— Problem statement —
Please print the data again exactly as given.

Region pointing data
►
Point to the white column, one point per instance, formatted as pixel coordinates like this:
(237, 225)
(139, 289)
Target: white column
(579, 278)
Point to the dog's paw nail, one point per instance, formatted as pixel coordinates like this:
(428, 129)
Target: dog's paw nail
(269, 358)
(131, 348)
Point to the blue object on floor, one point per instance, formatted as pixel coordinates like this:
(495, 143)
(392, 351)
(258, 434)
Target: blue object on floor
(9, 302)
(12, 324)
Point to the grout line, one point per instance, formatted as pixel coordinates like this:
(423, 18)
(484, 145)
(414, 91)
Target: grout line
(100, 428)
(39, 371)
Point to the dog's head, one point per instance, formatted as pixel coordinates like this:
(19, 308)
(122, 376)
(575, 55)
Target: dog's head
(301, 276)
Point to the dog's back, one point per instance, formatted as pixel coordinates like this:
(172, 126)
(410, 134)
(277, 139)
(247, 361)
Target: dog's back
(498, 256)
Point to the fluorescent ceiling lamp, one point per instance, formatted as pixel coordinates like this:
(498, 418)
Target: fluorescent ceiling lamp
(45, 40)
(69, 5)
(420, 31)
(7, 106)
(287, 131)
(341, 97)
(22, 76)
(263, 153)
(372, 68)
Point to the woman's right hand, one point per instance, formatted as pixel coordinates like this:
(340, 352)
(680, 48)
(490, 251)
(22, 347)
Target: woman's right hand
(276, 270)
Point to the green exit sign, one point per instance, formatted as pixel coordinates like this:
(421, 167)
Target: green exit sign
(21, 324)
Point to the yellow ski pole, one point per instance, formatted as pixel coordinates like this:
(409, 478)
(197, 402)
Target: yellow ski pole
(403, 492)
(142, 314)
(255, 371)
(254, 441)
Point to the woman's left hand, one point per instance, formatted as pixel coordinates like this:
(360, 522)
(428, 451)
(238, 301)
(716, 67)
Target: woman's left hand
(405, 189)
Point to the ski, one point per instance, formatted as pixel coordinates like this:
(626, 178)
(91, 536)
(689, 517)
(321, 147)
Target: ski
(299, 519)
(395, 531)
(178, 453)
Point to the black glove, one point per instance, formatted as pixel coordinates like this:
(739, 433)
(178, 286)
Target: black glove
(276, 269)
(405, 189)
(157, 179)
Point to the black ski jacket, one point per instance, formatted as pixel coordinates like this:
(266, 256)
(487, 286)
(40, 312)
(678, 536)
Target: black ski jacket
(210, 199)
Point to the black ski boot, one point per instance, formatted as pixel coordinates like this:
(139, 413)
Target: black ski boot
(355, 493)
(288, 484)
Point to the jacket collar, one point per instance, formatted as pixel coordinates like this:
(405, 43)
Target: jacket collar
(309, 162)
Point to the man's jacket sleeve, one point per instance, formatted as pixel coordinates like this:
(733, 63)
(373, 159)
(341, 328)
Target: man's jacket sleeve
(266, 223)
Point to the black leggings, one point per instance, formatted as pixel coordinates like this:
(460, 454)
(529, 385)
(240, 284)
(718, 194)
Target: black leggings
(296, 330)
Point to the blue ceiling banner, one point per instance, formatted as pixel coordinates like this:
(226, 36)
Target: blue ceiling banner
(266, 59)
◄
— Response to the exercise —
Point to the white column, one point per instance, formatted as pixel coordinates like this:
(237, 225)
(139, 289)
Target: white column
(579, 278)
Point to the dog's paw nail, one point per instance, formatted as pixel coordinates like this:
(428, 129)
Target: dog's paw nail
(269, 358)
(131, 348)
Point to the blue object on floor, one point per instance, formatted as pixel coordinates like this:
(495, 143)
(392, 351)
(258, 434)
Target: blue object on floor
(9, 302)
(12, 324)
Point to the grout line, one point per instance, formatted as pixel coordinates like this:
(423, 18)
(484, 145)
(414, 91)
Target: grout line
(100, 428)
(39, 371)
Point to the dog's head, one point per instance, formatted as pixel coordinates like this:
(19, 308)
(122, 376)
(575, 55)
Target: dog's head
(301, 276)
Point to the dog's back, one point per instance, formatted as pixel coordinates like this:
(172, 126)
(410, 134)
(277, 139)
(247, 361)
Target: dog's back
(498, 256)
Point to the fluorescent ceiling lamp, one point per instance, formatted as pixel coordinates like this:
(498, 418)
Target: fluorescent ceiling lamp
(45, 40)
(69, 5)
(420, 31)
(7, 106)
(287, 131)
(341, 97)
(22, 76)
(263, 153)
(372, 68)
Point to the woman's right hand, one point per instance, formatted as pixel coordinates like this:
(340, 352)
(680, 48)
(490, 251)
(22, 347)
Target: woman's right hand
(276, 270)
Point to the green exit sign, one point per instance, formatted as pixel coordinates like this:
(421, 167)
Target: green exit sign
(21, 324)
Point to the yellow ski pole, one point per instance, formatted as pixel coordinates like this:
(409, 478)
(197, 402)
Target: yellow ski pole
(403, 492)
(142, 314)
(255, 371)
(254, 441)
Point to the woman's left hand, one point per instance, formatted as pixel coordinates like this:
(360, 522)
(428, 451)
(238, 301)
(716, 67)
Target: woman's left hand
(405, 189)
Point to the ski, one point per instance, formatted as pixel coordinates like this:
(626, 178)
(91, 536)
(689, 517)
(321, 147)
Target: ski
(299, 519)
(395, 531)
(178, 453)
Point to the black glove, one point per instance, formatted as pixel coordinates like this:
(739, 433)
(178, 286)
Target: black glove
(276, 269)
(405, 189)
(157, 179)
Point to the black ski jacket, one point per instance, formatted as pixel coordinates like this:
(266, 256)
(487, 286)
(40, 312)
(678, 536)
Target: black ski jacket
(210, 199)
Point to the black ski boot, one point per instance, formatted as pixel coordinates like this:
(139, 413)
Target: black ski boot
(355, 493)
(288, 484)
Point to the jacket collar, one point per instance, formatted as pixel coordinates like this:
(405, 43)
Target: jacket collar
(309, 162)
Point to the man's jacket sleeve, one point per instance, formatted as pixel coordinates like this:
(733, 63)
(373, 159)
(341, 328)
Target: man's jacket sleeve
(266, 223)
Point to the black leggings, one point per instance, formatted as pixel coordinates like this:
(460, 454)
(529, 385)
(240, 284)
(718, 194)
Target: black leggings
(296, 330)
Point to the blue ceiling banner, one point per instance, formatted as pixel coordinates like this:
(226, 36)
Target: blue ceiling banner
(266, 59)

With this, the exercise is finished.